- _Görev hedefi 1_: Okuma metnine göre anlatıcı, arabaya aldığı iki kişinin gideceği yerin uzak ya da yakın olmasını neden önemsemiyor?

━━━━━ Okuma metni

Niyazi Kara

Günlük Yevmiye!

Niyazi Kara

Vakit tam da öğle. Apartmanın cümle kapısından dışarıya ilk adımda olduğum yerde kaldım. Pencereden tam belli olmayan ince bir yağmur, bütün inceliği ve haşmetiyle yağıyordu. Hani o “ahmak ıslatan” cinsinden değil. Üç beş basamak ötedeki arabaya ulaşmak için cesaretimi toplayıp yağmura ve esen rüzgâra meydan okurcasına atıldım ileri. İşe yetişmeliydim.

Tam manevra yapıp dönecekken orta aynadan yansıyan görüntüyü soluma alıp bekledim. Bir çocuk –sekiz on yaşlarında- ve bir adam yağmura teslim olmuş gibi karşı kaldırıma geçtiler. Artık arabanın sağ yanına düşüyorlardı. Yürüyorlardı aldırış etmeden yağan yağmura. Seyri bırakıp on beş yirmi metre uzaklıktaki mesafeyi kapatıp yanlarına durdum. Camdan “ Gideceğiniz yer uzak mı?” diye sordum. Adam, başını eğip şöyle bir baktı. Konuşmasına fırsat vermeden “Binin” dedim. İtiraz etmediler, edecek hâl değildi. Uzak yakın fark etmez, çocuk ıslanıyordu. Arka koltukta kitaplardan artakalan yerlere oturdular. Biraz ilerden köşeyi dönerken adam bir açıklama ihtiyacı hissetmiş olmalı: “ Çocuğun ayakkabısı eskimiş, şu ilerdeki ayakkabıcıya gidiyorduk.” dedi. “Hava yağmurlu, gideceğiniz yer yolumun üstü, sizi en yakın yerde bırakayım.”

Sessizlik…

Yağmur yağıyor, havadaki kararma akşam saatlerine özenircesine artıyordu. Sanki öğle vakti değil de az sonra geceye bağlayacak gibi. Arabaya binenler kim diye bakmadım, orta aynadan. Göz göze gelmek istemedim. Belki çocuk babasını sorguluyor “neden arabamız yok” diye, belki de  adam “ yok sayılabilecek bir iyiliğin yüzüne düşürdüğü gölgeyle uğraşıyor.” En iyisi görmemek.

━━━━━━━━━━
━━━━━ Gösterilen veriler

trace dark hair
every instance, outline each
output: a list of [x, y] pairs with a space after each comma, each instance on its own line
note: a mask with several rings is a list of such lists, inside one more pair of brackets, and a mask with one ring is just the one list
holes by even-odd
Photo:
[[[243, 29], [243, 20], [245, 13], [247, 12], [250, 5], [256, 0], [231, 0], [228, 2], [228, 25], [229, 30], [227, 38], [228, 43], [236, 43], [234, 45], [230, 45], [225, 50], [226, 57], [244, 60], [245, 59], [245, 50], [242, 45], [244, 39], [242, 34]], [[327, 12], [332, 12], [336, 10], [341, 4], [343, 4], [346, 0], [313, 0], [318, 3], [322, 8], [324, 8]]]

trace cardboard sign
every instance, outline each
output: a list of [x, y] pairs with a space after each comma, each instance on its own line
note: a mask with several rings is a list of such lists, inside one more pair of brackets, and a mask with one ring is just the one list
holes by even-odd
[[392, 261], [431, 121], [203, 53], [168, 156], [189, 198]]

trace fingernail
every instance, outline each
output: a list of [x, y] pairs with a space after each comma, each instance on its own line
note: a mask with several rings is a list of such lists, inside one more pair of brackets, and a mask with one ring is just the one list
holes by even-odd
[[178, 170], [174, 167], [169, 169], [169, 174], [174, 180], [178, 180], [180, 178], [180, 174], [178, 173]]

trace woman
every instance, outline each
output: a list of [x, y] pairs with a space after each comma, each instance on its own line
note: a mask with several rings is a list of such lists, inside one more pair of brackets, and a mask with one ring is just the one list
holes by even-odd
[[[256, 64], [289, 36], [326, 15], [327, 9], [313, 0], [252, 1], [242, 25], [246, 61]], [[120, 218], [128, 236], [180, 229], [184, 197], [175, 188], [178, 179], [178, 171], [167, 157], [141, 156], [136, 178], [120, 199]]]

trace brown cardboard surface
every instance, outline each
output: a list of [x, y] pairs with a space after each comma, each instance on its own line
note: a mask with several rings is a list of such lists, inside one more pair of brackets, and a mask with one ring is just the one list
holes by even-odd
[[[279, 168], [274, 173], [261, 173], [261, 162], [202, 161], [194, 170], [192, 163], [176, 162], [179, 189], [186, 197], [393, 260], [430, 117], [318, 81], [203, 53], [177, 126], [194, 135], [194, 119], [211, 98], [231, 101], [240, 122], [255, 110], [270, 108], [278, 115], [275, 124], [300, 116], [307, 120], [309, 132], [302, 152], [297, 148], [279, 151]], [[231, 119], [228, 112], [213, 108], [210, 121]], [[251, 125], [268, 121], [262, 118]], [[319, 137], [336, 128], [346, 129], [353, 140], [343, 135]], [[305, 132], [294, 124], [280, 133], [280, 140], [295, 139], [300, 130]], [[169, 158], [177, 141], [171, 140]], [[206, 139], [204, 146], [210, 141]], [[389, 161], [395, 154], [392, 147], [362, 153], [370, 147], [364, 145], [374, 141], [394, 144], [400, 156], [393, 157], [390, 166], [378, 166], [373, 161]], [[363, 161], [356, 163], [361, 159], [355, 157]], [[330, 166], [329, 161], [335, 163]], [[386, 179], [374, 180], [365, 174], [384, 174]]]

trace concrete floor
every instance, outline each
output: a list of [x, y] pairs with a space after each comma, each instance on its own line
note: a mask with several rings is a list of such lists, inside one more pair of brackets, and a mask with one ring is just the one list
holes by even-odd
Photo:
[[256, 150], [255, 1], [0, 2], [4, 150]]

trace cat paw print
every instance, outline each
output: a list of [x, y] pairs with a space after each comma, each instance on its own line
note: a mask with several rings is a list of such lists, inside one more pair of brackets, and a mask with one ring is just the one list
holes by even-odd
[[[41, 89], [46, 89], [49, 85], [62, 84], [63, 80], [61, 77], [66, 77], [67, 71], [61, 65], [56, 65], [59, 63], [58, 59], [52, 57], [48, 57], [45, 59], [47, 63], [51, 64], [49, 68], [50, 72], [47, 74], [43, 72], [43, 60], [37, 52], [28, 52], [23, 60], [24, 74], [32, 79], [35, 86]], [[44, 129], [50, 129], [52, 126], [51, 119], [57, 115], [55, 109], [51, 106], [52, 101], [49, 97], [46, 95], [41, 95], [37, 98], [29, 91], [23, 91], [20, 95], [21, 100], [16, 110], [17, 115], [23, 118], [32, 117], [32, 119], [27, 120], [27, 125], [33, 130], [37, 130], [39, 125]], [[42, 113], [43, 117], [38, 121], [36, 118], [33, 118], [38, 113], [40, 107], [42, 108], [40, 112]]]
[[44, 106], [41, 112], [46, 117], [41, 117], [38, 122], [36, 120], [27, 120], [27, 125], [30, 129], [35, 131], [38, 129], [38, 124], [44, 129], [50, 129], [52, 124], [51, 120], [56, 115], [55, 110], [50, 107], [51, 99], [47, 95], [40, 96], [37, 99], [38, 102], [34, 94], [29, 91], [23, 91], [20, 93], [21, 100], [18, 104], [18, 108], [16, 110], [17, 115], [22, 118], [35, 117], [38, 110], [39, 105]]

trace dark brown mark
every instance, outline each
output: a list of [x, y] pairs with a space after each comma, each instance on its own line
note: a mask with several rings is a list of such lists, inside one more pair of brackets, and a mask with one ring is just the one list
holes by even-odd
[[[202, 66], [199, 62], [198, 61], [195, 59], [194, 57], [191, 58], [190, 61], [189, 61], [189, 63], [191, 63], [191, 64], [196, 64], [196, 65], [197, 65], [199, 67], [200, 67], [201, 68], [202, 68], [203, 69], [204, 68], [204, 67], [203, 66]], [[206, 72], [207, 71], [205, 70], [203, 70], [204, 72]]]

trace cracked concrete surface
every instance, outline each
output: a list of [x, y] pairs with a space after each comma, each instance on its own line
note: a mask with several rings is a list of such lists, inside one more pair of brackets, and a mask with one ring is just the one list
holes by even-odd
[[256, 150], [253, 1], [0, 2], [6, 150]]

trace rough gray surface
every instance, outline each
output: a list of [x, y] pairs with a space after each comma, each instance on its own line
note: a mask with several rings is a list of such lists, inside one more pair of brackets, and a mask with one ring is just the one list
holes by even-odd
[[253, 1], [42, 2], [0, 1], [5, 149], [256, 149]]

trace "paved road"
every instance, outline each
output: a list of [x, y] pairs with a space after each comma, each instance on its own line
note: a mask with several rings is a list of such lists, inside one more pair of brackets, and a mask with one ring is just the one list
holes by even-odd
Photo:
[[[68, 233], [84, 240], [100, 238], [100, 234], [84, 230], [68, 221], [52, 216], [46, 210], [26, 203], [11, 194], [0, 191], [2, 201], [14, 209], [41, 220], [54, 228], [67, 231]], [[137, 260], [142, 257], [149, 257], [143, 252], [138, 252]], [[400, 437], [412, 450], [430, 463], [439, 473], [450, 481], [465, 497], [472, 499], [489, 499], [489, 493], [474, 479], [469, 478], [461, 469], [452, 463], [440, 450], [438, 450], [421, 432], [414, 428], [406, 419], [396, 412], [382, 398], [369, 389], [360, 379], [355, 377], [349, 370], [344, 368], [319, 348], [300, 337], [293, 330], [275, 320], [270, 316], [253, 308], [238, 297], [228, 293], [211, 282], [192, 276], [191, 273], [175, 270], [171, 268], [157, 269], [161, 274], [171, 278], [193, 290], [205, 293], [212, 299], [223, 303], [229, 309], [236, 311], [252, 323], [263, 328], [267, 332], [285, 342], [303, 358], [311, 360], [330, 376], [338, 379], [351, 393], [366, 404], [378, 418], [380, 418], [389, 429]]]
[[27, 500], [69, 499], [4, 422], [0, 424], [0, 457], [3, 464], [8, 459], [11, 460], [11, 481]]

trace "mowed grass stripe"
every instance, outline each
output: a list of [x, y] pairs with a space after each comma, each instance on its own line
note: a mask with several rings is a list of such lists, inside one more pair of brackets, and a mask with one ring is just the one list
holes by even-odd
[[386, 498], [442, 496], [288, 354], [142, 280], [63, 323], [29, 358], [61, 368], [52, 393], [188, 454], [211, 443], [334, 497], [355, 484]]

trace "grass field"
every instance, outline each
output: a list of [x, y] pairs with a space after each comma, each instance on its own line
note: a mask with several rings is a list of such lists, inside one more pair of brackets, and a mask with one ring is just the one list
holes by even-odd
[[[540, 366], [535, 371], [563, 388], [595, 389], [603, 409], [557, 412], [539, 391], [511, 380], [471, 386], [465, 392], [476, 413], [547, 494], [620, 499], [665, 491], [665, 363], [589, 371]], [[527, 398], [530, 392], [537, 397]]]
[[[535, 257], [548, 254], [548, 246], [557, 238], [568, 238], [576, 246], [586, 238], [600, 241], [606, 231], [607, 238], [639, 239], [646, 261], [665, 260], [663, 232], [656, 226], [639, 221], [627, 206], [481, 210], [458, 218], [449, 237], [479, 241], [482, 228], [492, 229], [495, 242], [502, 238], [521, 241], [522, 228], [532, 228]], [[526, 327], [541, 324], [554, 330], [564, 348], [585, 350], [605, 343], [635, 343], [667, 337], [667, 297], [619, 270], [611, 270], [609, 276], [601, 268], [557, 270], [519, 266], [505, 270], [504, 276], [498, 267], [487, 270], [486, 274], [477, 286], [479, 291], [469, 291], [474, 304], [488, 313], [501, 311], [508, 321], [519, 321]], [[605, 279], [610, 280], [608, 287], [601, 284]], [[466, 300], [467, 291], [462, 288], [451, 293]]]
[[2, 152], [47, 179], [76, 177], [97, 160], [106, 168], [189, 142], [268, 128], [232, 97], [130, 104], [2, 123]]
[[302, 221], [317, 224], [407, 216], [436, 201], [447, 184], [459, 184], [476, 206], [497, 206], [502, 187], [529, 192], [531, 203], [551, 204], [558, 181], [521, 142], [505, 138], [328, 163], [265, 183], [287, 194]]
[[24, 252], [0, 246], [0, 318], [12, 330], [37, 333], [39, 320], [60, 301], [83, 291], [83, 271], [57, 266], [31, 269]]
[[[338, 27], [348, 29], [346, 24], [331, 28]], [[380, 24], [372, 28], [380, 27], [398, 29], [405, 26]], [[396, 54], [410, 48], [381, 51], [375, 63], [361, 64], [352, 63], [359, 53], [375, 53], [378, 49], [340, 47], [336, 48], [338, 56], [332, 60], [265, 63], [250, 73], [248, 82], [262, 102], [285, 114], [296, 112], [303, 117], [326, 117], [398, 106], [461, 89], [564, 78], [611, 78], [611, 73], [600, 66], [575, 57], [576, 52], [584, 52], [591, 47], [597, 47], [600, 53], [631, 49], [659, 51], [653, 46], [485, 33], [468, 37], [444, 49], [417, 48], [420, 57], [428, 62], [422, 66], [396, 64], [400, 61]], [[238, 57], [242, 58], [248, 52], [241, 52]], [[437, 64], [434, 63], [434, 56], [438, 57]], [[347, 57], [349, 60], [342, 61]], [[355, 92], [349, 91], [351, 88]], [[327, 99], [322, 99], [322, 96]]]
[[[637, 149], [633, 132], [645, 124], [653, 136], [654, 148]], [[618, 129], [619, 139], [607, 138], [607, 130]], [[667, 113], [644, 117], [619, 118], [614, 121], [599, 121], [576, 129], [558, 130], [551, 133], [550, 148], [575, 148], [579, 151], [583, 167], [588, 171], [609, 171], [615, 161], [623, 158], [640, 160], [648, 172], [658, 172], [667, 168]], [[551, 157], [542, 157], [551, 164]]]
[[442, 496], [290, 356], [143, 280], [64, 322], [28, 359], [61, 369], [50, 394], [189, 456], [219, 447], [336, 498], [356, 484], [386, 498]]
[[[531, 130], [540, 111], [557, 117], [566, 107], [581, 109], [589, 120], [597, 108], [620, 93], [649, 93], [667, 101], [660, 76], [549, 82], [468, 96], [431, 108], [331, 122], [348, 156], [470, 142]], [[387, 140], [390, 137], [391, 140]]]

━━━━━━━━━━

- _Görev hedefi 2_: Kayıtların başıyla açılıp "[[392, 261], [431, 121], [203, 53], [168, 156], [189, 198]]" içeren satırla kapanan bölümü, iki uç dahil, kaydırarak yeniden yaz. Bu bölümdeki her koordinata 60 ekle, öteki satırları olduğu gibi koru.

- _Doğru sonuç 1_: Çünkü çocuk yağmurda ıslanıyordu.

- _Doğru sonuç 2_:
trace dark hair
every instance, outline each
output: a list of [x, y] pairs with a space after each comma, each instance on its own line
note: a mask with several rings is a list of such lists, inside one more pair of brackets, and a mask with one ring is just the one list
holes by even-odd
Photo:
[[[303, 89], [303, 80], [305, 73], [307, 72], [310, 65], [316, 60], [291, 60], [288, 62], [288, 85], [289, 90], [287, 98], [288, 103], [296, 103], [294, 105], [290, 105], [285, 110], [286, 117], [304, 120], [305, 119], [305, 110], [302, 105], [304, 99], [302, 94]], [[387, 72], [392, 72], [396, 70], [401, 64], [403, 64], [406, 60], [373, 60], [378, 63], [382, 68], [384, 68]]]

trace cardboard sign
every instance, outline each
output: a list of [x, y] pairs with a space after each comma, each instance on its own line
note: a mask with several rings is a list of such lists, inside one more pair of brackets, and a mask with one ring is just the one list
holes by even-odd
[[452, 321], [491, 181], [263, 113], [228, 216], [249, 258]]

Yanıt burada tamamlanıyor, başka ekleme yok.